• **EXCERPT**
* Start *
Instances of evil arise in the outer parts, but they point to a second weakness. Two of the academics assault a Pakistani cab driver for insulting a third. Archimboldi sees horrors during the war and hears about the Holocaust afterward. Colonialism and American slavery are mentioned elsewhere. But though the novel piles up examples of evil, it finally has little to say about it. The contrast withMoby-Dick is telling. By focusing on one confrontation with evil or between evils, the evil of Ahab’s monomaniacal will and the cosmic injustice against which it stakes itself, Melville achieves an immeasurably profound understanding of that phenomenon in its psychological and metaphysical and even political dimensions. But while Bolano shows us the socio-cultural conditions of murder in Santa Teresa and the psychology of violence among the academics and the banality of extermination in the Holocaust, his instances do not add up to a larger comprehension. Examples, no matter how numerous, do not explain themselves. The most common mistake in the history of epic literature is the reliance on profusion rather than concentration to create a sense of plenitude. The Iliad compresses its story of a ten-year war into the space of a few weeks.
* End *
Source records
* Start *
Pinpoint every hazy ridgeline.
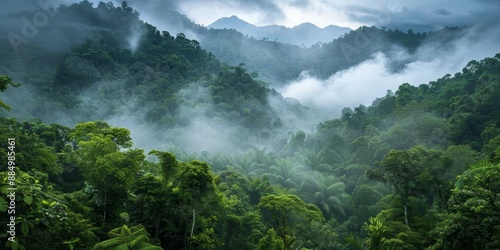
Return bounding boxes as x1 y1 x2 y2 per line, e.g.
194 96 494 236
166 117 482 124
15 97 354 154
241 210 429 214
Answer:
0 2 500 249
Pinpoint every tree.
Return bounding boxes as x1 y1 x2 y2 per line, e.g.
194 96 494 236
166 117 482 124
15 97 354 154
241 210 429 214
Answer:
258 194 324 250
174 160 217 249
70 122 145 224
0 76 20 111
92 225 163 250
367 146 443 230
431 162 500 249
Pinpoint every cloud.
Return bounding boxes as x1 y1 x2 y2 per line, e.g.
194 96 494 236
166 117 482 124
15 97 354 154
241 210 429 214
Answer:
432 9 451 16
280 21 500 117
345 0 500 31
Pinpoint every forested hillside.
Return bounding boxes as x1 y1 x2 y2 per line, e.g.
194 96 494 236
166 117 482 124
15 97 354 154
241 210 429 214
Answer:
0 2 500 250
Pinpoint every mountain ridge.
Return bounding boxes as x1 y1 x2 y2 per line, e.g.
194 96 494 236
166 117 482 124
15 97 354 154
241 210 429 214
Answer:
207 15 351 46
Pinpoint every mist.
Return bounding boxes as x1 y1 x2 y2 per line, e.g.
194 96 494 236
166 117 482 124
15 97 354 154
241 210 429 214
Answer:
279 20 500 117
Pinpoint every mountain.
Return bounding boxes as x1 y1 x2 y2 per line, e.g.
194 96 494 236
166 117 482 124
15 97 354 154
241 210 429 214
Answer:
208 16 351 47
0 1 500 250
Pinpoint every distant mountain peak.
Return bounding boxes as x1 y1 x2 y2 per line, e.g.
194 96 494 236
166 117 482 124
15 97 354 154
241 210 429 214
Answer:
208 15 351 46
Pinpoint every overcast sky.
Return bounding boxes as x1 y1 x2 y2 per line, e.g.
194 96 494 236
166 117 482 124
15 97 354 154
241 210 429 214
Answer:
107 0 500 30
0 0 500 31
* End *
• **REQUIRED TASKS**
A) In the critique of Bolano's novel, into what span of time does the Iliad compress its story of a ten-year war?
B) Continue the critique of Bolano's novel from its final sentence.
The source records have no connection to the critique of Bolano's novel.

• **OUTPUTS FOR THE TASKS**
A) A few weeks.

B)
To the extent that Bolano does reach for a wider understanding of evil, he relies on a pair of abstractions that simply kick the problem down the road. The first is madness. The killings are frequently referred to as acts of insanity, but the idea only begins there. The German suspect is mad. Archimboldi’s wife is mad. Amalfitano starts to seem like he is going mad. The detective’s lover runs an insane asylum. The smart young cop is called Lalo Cura, a Spanish pun meaning lunacy (la locura). Parts I and II each contain an artist who has been confined to an insane asylum, and Archimboldi accidentally spends the night in yet another.

Madness, for Bolano, is a figure for the inexplicable in human nature, the cavity in which evil and genius reside. It is thus a kind of blank, and forms a pair with his other metaphysical crutch, the name he gives to evil in the cosmic sense: “the abyss.” This is a venerable trope in modern thought, typically employed with a great deal of self-pity and a great want of precision. Bolano sometimes uses it to mean death or oblivion, and 2666 is pockmarked with pits and craters and mineshafts and ravines, images of the grave. But as is often the case, he also wants to make it stand for something more. For all his hardheadedness, Bolano is not immune to the Ibero-American tendency towards spiritual bombast. Death is just death, but to speak of oblivion as an abyss is to give it a spurious glamour, while to talk of “the abyss”—the abyss that we are all dancing on the edge of, or tragically circling, or whatever—is to seek to recover the Christian Hell, in all its metaphysical significance, under a different name. The idea, like the thing itself, is empty.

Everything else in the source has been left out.